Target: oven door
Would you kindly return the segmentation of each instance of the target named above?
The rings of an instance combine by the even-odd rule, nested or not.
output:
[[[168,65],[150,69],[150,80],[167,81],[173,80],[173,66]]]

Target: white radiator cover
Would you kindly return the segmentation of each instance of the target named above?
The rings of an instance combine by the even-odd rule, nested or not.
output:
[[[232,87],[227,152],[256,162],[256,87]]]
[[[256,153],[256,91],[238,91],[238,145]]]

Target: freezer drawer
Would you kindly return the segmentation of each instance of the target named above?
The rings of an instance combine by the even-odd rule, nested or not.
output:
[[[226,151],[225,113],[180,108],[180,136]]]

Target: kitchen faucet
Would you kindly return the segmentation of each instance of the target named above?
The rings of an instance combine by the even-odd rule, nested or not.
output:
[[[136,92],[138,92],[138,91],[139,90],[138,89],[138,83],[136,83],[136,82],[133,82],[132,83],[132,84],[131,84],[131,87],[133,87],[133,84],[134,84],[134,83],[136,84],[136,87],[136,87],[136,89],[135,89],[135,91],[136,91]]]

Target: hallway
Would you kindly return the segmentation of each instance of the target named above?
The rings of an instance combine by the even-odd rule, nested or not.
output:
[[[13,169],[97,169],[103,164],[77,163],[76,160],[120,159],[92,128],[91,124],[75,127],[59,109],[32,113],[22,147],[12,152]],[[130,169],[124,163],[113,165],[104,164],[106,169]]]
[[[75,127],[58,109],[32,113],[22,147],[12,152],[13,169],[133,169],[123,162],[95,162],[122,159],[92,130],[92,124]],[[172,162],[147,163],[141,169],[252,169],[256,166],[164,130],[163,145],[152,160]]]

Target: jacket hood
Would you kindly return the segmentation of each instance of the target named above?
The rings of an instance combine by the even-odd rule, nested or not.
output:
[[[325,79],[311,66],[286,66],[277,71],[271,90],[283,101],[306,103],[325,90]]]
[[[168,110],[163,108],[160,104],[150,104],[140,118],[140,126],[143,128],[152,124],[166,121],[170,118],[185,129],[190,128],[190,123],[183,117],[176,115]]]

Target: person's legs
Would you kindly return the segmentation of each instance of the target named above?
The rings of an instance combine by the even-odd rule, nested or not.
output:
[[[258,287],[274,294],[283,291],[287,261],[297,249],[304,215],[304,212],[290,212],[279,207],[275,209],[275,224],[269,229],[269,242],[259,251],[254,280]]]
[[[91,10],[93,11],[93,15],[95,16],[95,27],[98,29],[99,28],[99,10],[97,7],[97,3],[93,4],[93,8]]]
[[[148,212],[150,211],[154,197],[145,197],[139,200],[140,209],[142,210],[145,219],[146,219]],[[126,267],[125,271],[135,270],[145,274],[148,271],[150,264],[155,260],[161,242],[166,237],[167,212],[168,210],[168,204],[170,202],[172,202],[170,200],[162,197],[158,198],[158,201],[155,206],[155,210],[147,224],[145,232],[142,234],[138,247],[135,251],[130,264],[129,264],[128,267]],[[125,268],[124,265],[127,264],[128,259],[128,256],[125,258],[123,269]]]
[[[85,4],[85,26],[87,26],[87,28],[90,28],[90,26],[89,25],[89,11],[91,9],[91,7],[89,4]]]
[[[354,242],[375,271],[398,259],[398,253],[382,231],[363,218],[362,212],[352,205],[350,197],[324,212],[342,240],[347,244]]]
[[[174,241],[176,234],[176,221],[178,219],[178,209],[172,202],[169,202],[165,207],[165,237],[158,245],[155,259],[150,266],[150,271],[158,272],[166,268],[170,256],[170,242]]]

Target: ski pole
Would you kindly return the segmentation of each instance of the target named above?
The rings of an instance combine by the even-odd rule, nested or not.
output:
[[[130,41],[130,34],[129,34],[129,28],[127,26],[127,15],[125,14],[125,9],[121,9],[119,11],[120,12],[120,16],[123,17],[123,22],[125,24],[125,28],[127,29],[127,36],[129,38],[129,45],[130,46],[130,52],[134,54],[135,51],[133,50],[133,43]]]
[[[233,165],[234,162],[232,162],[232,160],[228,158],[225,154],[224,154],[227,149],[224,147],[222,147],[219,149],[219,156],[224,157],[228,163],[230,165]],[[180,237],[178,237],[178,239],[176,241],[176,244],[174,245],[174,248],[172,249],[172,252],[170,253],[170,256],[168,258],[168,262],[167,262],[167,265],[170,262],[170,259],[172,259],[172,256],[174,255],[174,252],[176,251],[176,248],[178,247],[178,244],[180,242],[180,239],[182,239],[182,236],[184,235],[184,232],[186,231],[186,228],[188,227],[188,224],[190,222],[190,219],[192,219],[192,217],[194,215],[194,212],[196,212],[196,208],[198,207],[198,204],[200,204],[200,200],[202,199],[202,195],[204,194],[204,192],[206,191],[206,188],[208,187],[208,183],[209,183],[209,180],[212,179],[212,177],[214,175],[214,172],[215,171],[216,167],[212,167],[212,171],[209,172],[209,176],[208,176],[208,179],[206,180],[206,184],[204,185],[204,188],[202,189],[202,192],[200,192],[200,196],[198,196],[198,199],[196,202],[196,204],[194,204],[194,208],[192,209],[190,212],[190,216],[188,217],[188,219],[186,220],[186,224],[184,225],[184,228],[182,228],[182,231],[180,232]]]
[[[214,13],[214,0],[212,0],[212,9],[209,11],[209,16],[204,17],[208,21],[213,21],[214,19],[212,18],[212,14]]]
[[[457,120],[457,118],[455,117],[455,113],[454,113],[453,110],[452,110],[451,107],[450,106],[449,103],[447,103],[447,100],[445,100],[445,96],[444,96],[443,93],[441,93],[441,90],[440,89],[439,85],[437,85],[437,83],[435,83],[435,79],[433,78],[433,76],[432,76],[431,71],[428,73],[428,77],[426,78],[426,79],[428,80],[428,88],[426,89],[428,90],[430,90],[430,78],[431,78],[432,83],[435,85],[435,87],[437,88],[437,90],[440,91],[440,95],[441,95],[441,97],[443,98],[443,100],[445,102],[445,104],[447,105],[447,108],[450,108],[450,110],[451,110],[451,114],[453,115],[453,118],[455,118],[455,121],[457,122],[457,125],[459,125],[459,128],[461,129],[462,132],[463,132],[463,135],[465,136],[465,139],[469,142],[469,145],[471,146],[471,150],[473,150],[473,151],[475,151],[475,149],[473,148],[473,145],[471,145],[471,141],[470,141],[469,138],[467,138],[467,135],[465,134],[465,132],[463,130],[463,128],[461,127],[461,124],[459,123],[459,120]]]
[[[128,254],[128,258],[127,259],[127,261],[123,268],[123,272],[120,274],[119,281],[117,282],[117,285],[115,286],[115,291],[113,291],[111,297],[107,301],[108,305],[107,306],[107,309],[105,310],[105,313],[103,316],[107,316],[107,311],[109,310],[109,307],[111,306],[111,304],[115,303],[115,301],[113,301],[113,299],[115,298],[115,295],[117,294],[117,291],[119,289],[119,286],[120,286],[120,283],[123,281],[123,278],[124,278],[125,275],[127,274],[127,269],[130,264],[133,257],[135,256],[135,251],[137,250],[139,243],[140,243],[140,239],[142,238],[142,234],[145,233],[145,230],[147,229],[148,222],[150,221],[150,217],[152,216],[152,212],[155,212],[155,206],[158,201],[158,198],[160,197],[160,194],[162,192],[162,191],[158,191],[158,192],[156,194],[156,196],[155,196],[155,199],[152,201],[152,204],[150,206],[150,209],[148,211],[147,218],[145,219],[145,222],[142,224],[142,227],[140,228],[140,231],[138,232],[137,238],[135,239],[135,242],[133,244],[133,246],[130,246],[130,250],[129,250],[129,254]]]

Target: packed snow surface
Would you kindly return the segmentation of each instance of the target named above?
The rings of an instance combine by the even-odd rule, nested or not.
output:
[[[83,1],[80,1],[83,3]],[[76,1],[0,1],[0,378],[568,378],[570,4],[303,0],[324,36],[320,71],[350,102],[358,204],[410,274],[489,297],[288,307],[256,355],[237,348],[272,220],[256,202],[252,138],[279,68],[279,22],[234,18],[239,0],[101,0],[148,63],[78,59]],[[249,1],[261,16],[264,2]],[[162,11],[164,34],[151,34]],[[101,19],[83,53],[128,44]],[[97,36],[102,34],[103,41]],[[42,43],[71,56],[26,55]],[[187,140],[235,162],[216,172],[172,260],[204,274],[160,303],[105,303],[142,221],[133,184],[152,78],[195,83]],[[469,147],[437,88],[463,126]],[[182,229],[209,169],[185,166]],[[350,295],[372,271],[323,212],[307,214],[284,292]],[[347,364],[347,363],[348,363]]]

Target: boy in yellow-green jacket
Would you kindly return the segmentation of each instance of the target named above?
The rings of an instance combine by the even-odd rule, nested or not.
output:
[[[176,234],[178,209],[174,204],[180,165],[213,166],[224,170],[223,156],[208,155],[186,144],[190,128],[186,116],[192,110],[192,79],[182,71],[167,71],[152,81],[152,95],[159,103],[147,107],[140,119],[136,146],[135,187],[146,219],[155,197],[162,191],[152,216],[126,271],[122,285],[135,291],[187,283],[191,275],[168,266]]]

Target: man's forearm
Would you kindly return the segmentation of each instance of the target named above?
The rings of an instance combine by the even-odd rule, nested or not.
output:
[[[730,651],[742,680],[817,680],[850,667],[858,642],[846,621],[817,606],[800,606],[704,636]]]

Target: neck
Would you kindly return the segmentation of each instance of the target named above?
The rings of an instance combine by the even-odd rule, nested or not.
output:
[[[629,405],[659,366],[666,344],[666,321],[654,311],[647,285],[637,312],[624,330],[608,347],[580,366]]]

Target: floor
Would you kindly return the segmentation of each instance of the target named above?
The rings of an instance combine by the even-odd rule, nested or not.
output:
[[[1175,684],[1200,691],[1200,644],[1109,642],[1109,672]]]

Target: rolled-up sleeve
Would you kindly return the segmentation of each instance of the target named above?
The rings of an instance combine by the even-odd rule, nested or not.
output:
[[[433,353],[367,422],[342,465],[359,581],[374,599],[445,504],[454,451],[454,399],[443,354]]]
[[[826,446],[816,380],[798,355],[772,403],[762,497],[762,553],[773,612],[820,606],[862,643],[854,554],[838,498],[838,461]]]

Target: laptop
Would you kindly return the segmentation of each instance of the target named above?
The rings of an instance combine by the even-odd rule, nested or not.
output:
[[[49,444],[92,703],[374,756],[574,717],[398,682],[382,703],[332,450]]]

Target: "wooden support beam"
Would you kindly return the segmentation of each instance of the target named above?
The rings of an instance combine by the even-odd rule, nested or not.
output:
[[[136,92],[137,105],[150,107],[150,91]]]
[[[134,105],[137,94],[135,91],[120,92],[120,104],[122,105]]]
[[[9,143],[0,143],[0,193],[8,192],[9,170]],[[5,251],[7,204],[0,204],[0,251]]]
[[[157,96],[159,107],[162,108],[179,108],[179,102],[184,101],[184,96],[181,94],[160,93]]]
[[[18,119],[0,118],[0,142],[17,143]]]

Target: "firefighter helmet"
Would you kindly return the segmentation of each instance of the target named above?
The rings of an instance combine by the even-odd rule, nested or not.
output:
******************************
(Exercise)
Show every line of the items that contains the word "jacket", treating uppercase and lowercase as different.

(Solution for this exercise)
Target: jacket hood
Target: boy in yellow-green jacket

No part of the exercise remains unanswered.